Start of Passage

Knowledge Discovery Group

Current Projects

Contents

Current Projects

DigitalChampions_SH

Duration: 2017-2018

Project Members: NN, Falk Böschen, Tilman Beck, Ansgar Scherp

Funding: EU

Description: The DigitalChampions_SH project makes employees from companies in Schleswig-Holstein fit for the digital world. Employees are recommended individual training courses relevant to their career path. ZBW develops advanced machine learning and data mining methods for document indexing and document management.

DyeSE - Dynamic Semantic Sensor Networks

Duration: 2016-2017

Project Members: Prof. Thomas Plagemann, University of Oslo and Prof. Ansgar Scherp, Kiel University and ZBW--Leibniz Information Center for Economics

Funding: German Norwegian Study Center

Description: This project brings together researchers from the University of Oslo working on sensor networks with researchers in Kiel in the area of semantic technologies. Goal of the joined collaboration is to create a new field of DyeSE (short for "dynamic semantic sensor networks"). DyeSE is becoming highly relevant due to the widespread adoption of mobile devices and the increasing availability of sensor data on the web.

LOC-DB - Linked Open Citation Database

Duration: 2016-2018

Project Members: NN, Ansgar Scherp

Funding: DFG

Description: The LOC-DB project develops ready-to-use tools and processes based on the linked-data technology that make it possible for a single library to meaningfully contribute to an open, distributed infrastructure for the cataloguing of citations. The project aims to prove that, by widely automating cataloguing processes, it is possible to add a substantial benefit to academic search tools by regularly capturing citation relations. These data will be made available in the semantic web to make future reuse possible. Moreover, we document effort, number and quality of the data in a well-founded cost-benefit analysis. The project will use well-known methods of information extraction and adapt them to work for arbitrary layouts of reference lists in electronic and print media. The obtained raw data will be aligned and linked with existing metadata sources. Moreover, it will be shown how these data can be integrated in library catalogues. The system will be deployable to use productively by a single library, but in principle it will also be scalable for using it in a network.

End of Passage
Start of Provided data

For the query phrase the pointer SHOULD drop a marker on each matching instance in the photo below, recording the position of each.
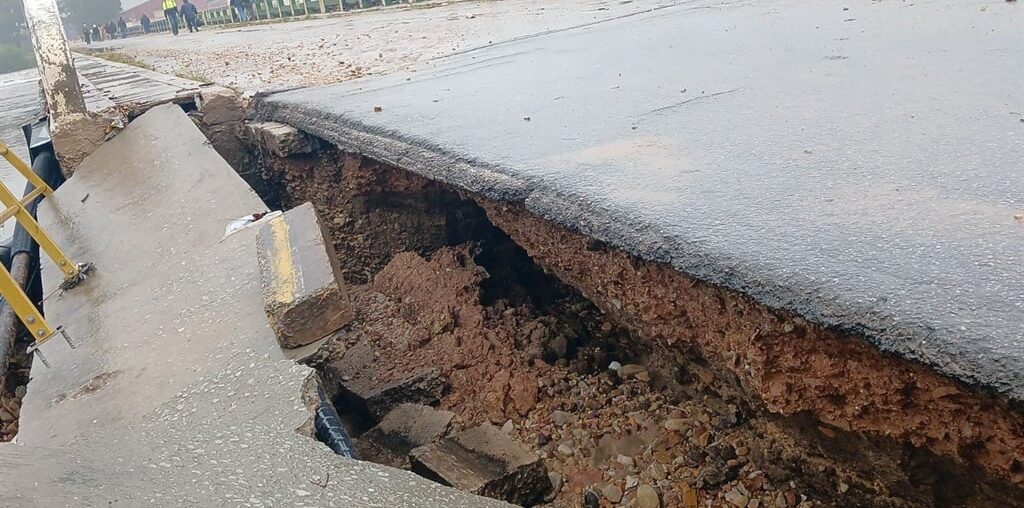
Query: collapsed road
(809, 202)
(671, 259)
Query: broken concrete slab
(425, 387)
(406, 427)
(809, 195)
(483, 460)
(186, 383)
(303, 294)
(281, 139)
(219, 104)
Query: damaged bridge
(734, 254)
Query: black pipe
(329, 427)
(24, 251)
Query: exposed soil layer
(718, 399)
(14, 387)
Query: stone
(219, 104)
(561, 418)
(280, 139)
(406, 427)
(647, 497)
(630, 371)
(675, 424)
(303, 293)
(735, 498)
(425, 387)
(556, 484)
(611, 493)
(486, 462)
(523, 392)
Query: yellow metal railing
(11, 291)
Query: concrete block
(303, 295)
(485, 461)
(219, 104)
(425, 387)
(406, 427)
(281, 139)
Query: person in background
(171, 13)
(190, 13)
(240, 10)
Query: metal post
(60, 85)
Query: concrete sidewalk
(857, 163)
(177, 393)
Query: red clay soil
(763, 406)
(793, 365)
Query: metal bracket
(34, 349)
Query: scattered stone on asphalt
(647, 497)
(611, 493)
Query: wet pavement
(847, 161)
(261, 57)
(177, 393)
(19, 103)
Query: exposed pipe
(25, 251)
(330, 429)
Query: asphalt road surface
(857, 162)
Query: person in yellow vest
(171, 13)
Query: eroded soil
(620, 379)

End of Provided data
Start of Provided data

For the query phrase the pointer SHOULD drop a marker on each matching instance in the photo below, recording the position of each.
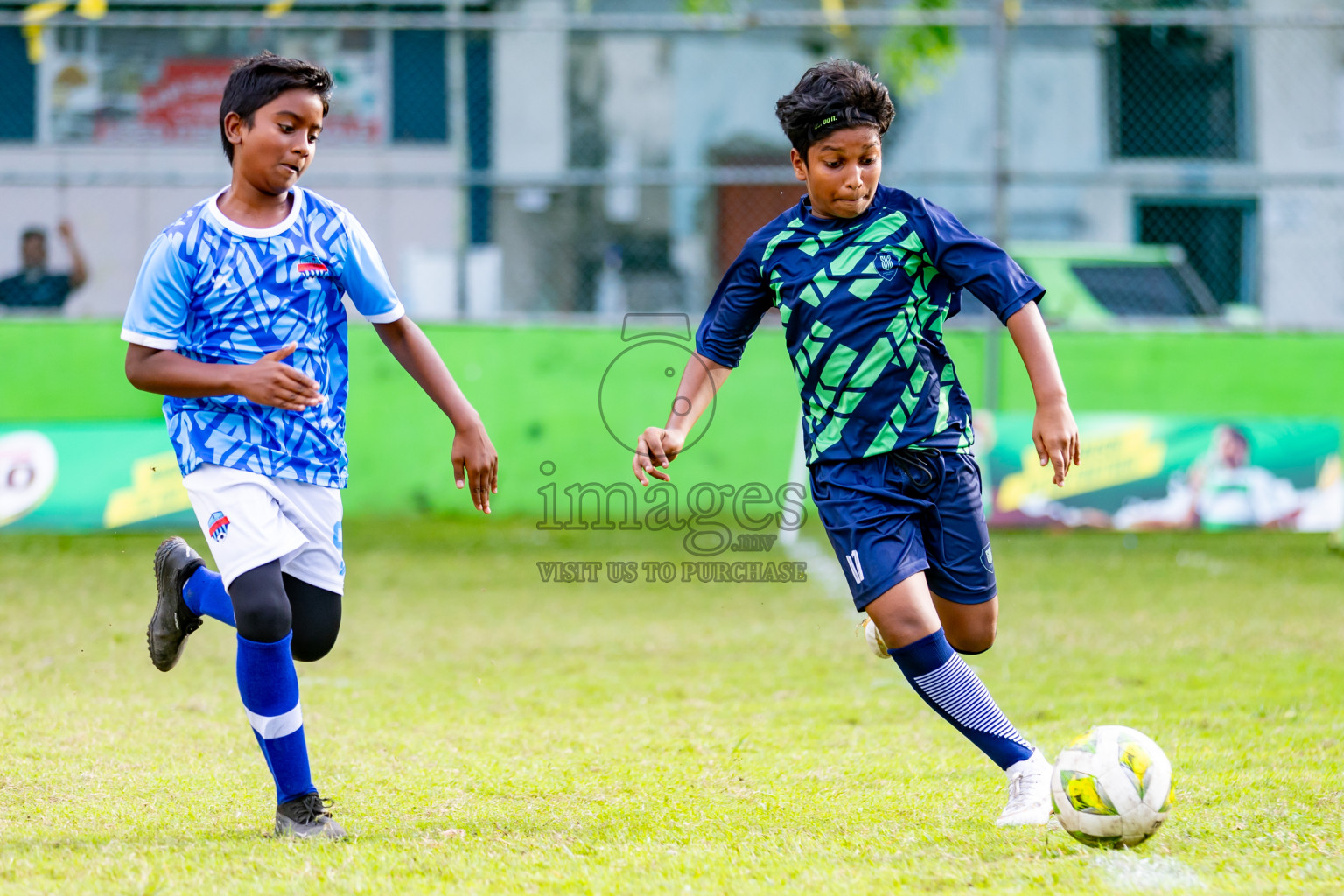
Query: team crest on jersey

End of Provided data

** Set exercise 1 **
Identify every line of the records that contains the string "stone". Treat uppercase and lowercase letters as different.
** Set exercise 2 **
Pick up the Knowledge Discovery Group project page from where it stops, and continue writing it.
The records are unrelated to the Knowledge Discovery Group project page.

** Task result 1 **
Query: stone
Query: scattered stone on asphalt

** Task result 2 **
Official website: https://locdb.bib.uni-mannheim.de/

MOVING - Training Towards a Society of Data-savvy Information Professionals to Enable Open Leadership Innovation

Duration: April 2016 - March 2019

Project Members: Till Blume, Ahmed Saleh, Ansgar Scherp

Funding: EU H2020 INSO-4-2015 - No 693092

Description: MOVING is an innovative training platform that enables users from all societal sectors to fundamentally improve their information literacy by training how to use, choose, reflect and evaluate data mining methods in connection with their daily research tasks and to become data-savvy information professionals. The platform provides users with technical support as well as social advice and learning input to organise, filter and exploit information in a more efficient and sustainable way. Thus, we tackle the core challenge of knowledge society to manage large amounts of information in a professional way. The ability for understanding, using and developing data mining strategies will become a basic cultural technique. In fact, information management is one of the basic competences today. The open innovation training platform MOVING is both: a working environment for the quality analysis of large data collections with data mining methods and a training environment with information, learning and exchange offers for digital information management. This connection of technical application and curriculum does overcome any artificial distinction in training and practice. The MOVING platform provides beyond state-of-the-art semantic search and analysis of large data sets. It makes its own functioning understandable to the users and offers individually configurable training programmes and guidance based on a proved qualification concept. The MOVING platform will be implemented in two use cases: EY provides the use case of compliance officers with its worldwide operating public administrators. TUD provides a use case on educating young researchers on how to apply and interpret data-intensive research tasks.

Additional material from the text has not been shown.